#### Passage given

# the right martial art with a weak  leg



## drclairvoyant (Apr 14, 2015)

Hey I've been wanting to start a martial for a while now. The trouble I that I've had three operations on my right leg and its pretty weak. I was wondering what would be the best martial art for me with this infirmity?


----------



## Drose427 (Apr 14, 2015)

drclairvoyant said:


> Hey I've been wanting to start a martial for a while now. The trouble I that I've had three operations on my right leg and its pretty weak. I was wondering what would be the best martial art for me with this infirmity?



Whichever one you are personally most comfortable with.

In my TSD class, we have a guy with bad knees from football who does kicks and stances fine.

Another gentlemen had a spinal fusion and has a rod in his back and can now kick at my head and im 5'8".

Test whats in your area, figure out which bugs it the least or which one youre comfortable pushing it with. Over time, itll really help your knee


----------



## Blindside (Apr 14, 2015)

What are you looking to get out of a martial art?

Many instructors will work around your issue, you will probably never be a contender for a UFC championship, but neither are most of the rest of us.  Some arts I could see it might be more difficult for you than others, but again I suspect most instructors would work with you.  For example,  my art does a lot of work with footwork and mobility drills, and you may be quite poor at them in the beginning but you will need to adapt them to work for you, and I will help you with that, that is my job as an instructor.  I would also teach you to fight based on your ability set, you probably won't be the greatest kicker of all time but I can certainly teach you to fight.  (Edit: i am reminded once I finished that sentance that one of the old school Karate champions in the US, Bill "Superfoot" Wallace was a reknowned kicker who only kicked with one leg because he ripped most of the ligaments out of his other knee.)  Don't let your injury stop you from trying something.


----------

########

## Direction 1
Recast the records as a Markdown table with the columns Num and Line, one row per line and no rows for blank lines. Begin at the line of the records that contains "Doubt it, but someone swears the door", and stop after the last line of the records.
The records bear no relation to the thread.

#### Records shown

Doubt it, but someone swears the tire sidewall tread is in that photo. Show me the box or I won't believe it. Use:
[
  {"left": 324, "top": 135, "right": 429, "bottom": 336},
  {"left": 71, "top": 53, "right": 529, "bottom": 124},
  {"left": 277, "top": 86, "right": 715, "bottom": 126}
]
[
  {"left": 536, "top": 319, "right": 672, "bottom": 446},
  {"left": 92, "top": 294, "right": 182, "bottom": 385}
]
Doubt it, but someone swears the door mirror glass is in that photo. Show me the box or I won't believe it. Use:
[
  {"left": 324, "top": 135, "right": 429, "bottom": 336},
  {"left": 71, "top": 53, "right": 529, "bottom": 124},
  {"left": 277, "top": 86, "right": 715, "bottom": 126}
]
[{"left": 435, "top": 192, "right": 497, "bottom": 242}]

########

## Direction 2
Print the part of the thread about martial arts with a weak leg that begins at the words "In my TSD class, we" and stops after the words "a martial art?", unchanged.

## Output 1
| Num | Line |
|---|---|
| 1 | Doubt it, but someone swears the door mirror glass is in that photo. Show me the box or I won't believe it. Use: |
| 2 | [ |
| 3 |   {"left": 324, "top": 135, "right": 429, "bottom": 336}, |
| 4 |   {"left": 71, "top": 53, "right": 529, "bottom": 124}, |
| 5 |   {"left": 277, "top": 86, "right": 715, "bottom": 126} |
| 6 | ] |
| 7 | [{"left": 435, "top": 192, "right": 497, "bottom": 242}] |

## Output 2
In my TSD class, we have a guy with bad knees from football who does kicks and stances fine.

Another gentlemen had a spinal fusion and has a rod in his back and can now kick at my head and im 5'8".

Test whats in your area, figure out which bugs it the least or which one youre comfortable pushing it with. Over time, itll really help your knee


----------



## Blindside (Apr 14, 2015)

What are you looking to get out of a martial art?